(Passage shown):
◆ ◆ ◆ ◆ ◆ ◆ ◆

Given an ADLS file system in which we have different partitions (e.g. ~/year/month/day/), the aim of this project is to compact (format: snappy) the last partition's parquet files up to a given file size.
JDK | SDK |
---|---|
1.8 | 2.11.12 |
VMOptions | Program arguments |
---|---|
-Xmx512m | -p your-configuration-file-name.conf |
The configuration file name must be at the directory abfss://[email protected]/ On the contrary, you must specify the directory path not including the one written above. For example:
-p my-full-path/my-configuration-file.conf
This project is using credentials from Azure Data Lake Storage (ADLS). In order to get a successful compilation, you should change the the ADLS file system name, its storage account name and the ADLS access key (you can also use a key-vault method) in the code where they are required.
IntelliJ is highly recommended.
For a better comprehension, in this section we will explain the steps followed during the code development.
Firstly, we must establish connection with ADLS. We are using Spark and also Hadoop inside a Spark Context, so we need to set the ADLS credentials onto them:
// Hadoop
spark.sparkContext.hadoopConfiguration.set("fs.azure.account.key.<your-storage-account-name>.dfs.core.windows.net", "<your-data-lake-key>")

◆ ◆ ◆ ◆ ◆ ◆ ◆

(Tasks to complete):
**A.** Write out the whole passage on compacting parquet files in ADLS, word for word.
**B.** Copy the entries verbatim, beginning with the first entry and ending after the line that contains "x=143 y=101", including that line.
The entries that follow have no connection to the passage on parquet file compaction.

(Stored data):
◆ ◆ ◆ ◆ ◆ ◆ ◆

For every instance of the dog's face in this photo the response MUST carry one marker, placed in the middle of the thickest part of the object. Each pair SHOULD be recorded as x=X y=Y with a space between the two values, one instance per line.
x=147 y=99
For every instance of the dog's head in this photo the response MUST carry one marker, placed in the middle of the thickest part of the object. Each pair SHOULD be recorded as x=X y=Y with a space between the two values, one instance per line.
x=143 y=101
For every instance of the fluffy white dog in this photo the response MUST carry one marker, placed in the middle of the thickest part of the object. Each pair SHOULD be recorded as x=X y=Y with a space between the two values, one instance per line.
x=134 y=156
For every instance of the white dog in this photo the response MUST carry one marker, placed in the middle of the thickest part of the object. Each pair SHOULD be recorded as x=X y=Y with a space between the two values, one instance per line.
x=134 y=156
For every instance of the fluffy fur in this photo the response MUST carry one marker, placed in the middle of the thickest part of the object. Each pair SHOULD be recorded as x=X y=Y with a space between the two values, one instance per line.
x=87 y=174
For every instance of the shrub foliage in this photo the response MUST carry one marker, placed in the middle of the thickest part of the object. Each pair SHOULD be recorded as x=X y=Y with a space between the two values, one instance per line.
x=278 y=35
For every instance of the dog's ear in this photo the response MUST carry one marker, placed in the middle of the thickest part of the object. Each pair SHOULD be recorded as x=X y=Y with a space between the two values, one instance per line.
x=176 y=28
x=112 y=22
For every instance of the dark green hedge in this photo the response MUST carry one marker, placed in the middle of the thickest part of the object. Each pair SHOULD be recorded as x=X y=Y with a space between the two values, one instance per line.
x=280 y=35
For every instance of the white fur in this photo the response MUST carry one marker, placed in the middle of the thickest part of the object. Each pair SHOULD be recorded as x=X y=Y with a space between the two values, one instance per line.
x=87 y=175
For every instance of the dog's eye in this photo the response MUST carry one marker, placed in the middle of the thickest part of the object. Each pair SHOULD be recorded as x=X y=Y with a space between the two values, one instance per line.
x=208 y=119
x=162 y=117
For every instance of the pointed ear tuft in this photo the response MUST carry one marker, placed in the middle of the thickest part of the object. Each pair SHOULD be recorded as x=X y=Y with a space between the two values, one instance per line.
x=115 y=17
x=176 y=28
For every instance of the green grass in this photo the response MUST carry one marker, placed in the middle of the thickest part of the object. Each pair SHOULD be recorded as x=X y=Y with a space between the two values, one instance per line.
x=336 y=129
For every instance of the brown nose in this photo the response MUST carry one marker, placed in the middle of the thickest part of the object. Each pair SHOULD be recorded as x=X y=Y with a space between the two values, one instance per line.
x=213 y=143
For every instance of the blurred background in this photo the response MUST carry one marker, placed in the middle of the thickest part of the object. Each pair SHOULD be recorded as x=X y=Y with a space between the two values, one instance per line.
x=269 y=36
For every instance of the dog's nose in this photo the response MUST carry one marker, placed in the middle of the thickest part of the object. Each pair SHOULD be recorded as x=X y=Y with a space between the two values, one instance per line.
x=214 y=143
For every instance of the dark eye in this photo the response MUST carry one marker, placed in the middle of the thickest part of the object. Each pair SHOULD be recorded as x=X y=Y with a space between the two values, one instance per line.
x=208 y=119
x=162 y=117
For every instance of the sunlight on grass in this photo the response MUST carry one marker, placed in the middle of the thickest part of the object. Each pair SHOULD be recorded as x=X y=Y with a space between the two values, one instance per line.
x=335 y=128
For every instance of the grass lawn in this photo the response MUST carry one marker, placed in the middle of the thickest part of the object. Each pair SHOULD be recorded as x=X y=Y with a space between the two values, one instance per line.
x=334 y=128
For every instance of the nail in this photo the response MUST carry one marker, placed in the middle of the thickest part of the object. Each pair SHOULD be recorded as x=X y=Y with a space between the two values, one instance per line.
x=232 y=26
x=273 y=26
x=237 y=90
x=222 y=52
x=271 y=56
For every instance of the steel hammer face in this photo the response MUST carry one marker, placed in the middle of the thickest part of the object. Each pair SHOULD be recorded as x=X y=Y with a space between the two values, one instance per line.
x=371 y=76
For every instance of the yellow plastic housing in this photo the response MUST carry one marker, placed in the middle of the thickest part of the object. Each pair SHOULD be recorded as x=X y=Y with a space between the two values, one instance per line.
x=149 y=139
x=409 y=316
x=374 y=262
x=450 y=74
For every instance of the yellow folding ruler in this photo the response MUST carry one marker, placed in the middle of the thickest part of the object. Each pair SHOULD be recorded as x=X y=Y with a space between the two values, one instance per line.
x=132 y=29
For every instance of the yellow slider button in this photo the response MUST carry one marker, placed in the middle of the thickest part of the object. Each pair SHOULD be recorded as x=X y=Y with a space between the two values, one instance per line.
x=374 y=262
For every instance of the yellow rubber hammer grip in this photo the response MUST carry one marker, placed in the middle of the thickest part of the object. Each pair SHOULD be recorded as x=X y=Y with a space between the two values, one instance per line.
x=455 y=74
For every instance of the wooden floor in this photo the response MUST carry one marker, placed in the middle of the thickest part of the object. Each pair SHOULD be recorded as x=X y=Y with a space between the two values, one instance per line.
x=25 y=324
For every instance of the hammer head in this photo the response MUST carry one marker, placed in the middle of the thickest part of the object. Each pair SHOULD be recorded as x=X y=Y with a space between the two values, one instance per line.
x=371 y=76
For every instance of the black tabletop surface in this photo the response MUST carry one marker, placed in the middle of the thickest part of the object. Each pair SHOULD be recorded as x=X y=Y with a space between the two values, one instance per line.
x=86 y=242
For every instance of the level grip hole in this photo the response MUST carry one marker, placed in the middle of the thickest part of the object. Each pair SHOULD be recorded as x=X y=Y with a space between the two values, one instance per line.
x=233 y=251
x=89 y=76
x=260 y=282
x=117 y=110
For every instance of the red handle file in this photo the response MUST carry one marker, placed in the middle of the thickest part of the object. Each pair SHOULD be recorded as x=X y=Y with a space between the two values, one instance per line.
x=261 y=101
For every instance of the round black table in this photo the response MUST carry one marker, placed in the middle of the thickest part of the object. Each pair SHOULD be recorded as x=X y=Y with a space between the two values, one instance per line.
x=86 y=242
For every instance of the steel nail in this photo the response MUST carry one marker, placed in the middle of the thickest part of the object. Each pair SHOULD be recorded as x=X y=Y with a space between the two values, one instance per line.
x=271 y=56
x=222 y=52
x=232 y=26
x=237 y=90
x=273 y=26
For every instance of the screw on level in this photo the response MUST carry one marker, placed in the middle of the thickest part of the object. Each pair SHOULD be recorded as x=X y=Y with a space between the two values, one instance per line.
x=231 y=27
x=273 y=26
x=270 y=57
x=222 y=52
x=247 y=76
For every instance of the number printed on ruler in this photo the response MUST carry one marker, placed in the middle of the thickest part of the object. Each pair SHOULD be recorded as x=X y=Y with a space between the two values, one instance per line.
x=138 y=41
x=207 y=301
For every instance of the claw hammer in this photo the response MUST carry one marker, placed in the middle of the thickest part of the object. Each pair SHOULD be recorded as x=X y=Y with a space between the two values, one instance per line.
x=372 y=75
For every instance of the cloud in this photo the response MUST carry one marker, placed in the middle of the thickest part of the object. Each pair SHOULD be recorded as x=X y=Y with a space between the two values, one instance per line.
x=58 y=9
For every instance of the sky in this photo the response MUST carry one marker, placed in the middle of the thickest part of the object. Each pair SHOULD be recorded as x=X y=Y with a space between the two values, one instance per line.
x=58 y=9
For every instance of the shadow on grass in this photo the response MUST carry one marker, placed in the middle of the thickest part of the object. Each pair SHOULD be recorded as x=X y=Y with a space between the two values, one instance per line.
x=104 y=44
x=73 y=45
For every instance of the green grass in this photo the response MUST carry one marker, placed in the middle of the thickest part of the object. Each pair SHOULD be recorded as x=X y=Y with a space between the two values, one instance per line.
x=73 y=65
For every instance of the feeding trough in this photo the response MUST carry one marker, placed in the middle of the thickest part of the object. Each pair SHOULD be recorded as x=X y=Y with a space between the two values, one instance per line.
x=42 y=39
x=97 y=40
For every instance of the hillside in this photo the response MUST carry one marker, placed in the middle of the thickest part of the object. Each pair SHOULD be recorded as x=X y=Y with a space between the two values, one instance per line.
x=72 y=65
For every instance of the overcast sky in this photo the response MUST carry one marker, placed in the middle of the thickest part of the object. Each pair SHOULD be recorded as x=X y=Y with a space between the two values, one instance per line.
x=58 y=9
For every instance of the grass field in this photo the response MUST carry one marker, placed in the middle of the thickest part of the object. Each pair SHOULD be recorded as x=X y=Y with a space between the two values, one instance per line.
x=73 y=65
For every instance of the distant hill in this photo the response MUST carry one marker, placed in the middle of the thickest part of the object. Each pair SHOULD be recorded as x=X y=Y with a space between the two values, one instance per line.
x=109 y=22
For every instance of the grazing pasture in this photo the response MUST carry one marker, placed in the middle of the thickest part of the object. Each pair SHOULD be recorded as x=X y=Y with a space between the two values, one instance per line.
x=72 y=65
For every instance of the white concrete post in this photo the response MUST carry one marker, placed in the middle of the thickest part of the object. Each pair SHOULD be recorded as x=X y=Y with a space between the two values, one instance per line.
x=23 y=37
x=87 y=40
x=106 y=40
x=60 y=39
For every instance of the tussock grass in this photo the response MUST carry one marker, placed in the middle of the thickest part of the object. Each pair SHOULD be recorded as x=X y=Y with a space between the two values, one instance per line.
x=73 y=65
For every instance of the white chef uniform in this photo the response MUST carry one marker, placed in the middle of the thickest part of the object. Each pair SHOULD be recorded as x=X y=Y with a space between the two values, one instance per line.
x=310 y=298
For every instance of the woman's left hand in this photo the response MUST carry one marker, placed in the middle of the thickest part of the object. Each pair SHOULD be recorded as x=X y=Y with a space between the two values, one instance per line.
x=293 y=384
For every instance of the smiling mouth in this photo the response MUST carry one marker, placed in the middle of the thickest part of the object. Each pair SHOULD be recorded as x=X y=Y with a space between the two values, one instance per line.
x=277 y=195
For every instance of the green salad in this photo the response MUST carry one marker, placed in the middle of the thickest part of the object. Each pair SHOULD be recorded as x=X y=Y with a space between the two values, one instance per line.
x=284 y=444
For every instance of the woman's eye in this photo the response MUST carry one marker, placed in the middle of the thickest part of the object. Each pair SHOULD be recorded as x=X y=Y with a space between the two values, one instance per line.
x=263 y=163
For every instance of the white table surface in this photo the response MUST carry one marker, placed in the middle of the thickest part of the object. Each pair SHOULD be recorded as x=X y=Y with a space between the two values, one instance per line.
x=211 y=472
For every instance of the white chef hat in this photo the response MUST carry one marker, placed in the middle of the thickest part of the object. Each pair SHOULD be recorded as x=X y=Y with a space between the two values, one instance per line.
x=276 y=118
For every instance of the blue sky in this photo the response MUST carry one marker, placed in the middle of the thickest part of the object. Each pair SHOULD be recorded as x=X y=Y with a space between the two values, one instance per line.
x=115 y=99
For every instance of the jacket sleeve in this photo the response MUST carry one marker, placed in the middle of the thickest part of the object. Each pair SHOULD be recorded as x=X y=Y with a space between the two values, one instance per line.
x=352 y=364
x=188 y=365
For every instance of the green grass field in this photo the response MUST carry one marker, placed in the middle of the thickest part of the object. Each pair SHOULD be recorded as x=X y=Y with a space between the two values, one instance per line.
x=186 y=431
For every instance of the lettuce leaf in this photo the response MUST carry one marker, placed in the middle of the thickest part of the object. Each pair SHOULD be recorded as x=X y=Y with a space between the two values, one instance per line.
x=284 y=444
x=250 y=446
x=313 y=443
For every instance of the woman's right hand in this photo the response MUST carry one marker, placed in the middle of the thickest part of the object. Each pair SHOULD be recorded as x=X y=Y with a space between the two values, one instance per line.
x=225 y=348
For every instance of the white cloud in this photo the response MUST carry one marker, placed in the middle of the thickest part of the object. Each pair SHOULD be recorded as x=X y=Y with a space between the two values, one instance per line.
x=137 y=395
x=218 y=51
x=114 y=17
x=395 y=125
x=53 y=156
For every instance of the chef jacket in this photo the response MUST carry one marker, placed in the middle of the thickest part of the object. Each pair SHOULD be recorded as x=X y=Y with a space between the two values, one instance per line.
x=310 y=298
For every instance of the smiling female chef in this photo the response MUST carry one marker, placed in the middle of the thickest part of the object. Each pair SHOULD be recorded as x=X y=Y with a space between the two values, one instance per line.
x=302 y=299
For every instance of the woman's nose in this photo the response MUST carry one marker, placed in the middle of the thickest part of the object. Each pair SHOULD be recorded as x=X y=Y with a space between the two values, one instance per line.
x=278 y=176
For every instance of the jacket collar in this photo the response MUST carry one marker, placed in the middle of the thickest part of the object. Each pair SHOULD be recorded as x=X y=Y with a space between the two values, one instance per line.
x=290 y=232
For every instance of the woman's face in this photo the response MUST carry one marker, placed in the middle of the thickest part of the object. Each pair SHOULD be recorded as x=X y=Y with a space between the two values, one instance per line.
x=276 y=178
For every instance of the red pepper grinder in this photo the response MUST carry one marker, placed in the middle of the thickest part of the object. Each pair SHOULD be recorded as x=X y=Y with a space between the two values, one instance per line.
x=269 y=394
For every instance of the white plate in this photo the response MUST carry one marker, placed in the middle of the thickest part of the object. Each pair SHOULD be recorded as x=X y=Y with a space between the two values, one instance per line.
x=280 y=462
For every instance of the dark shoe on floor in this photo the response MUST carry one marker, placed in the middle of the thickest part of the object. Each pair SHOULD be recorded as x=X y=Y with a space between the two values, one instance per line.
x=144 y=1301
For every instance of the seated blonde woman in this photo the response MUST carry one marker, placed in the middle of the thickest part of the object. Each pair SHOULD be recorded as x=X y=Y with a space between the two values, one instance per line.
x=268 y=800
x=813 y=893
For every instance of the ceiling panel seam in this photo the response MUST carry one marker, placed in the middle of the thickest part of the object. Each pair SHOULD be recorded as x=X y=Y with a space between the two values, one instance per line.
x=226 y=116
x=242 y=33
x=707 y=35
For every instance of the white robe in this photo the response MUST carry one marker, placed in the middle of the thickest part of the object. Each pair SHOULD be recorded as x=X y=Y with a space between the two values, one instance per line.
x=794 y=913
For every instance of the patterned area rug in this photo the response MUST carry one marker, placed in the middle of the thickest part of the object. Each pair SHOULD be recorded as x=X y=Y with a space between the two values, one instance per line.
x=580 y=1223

◆ ◆ ◆ ◆ ◆ ◆ ◆

(Solutions per task):
**A.**
Given an ADLS file system in which we have different partitions (e.g. ~/year/month/day/), the aim of this project is to compact (format: snappy) the last partition's parquet files up to a given file size.
JDK | SDK |
---|---|
1.8 | 2.11.12 |
VMOptions | Program arguments |
---|---|
-Xmx512m | -p your-configuration-file-name.conf |
The configuration file name must be at the directory abfss://[email protected]/ On the contrary, you must specify the directory path not including the one written above. For example:
-p my-full-path/my-configuration-file.conf
This project is using credentials from Azure Data Lake Storage (ADLS). In order to get a successful compilation, you should change the the ADLS file system name, its storage account name and the ADLS access key (you can also use a key-vault method) in the code where they are required.
IntelliJ is highly recommended.
For a better comprehension, in this section we will explain the steps followed during the code development.
Firstly, we must establish connection with ADLS. We are using Spark and also Hadoop inside a Spark Context, so we need to set the ADLS credentials onto them:
// Hadoop
spark.sparkContext.hadoopConfiguration.set("fs.azure.account.key.<your-storage-account-name>.dfs.core.windows.net", "<your-data-lake-key>")

**B.**
For every instance of the dog's face in this photo the response MUST carry one marker, placed in the middle of the thickest part of the object. Each pair SHOULD be recorded as x=X y=Y with a space between the two values, one instance per line.
x=147 y=99
For every instance of the dog's head in this photo the response MUST carry one marker, placed in the middle of the thickest part of the object. Each pair SHOULD be recorded as x=X y=Y with a space between the two values, one instance per line.
x=143 y=101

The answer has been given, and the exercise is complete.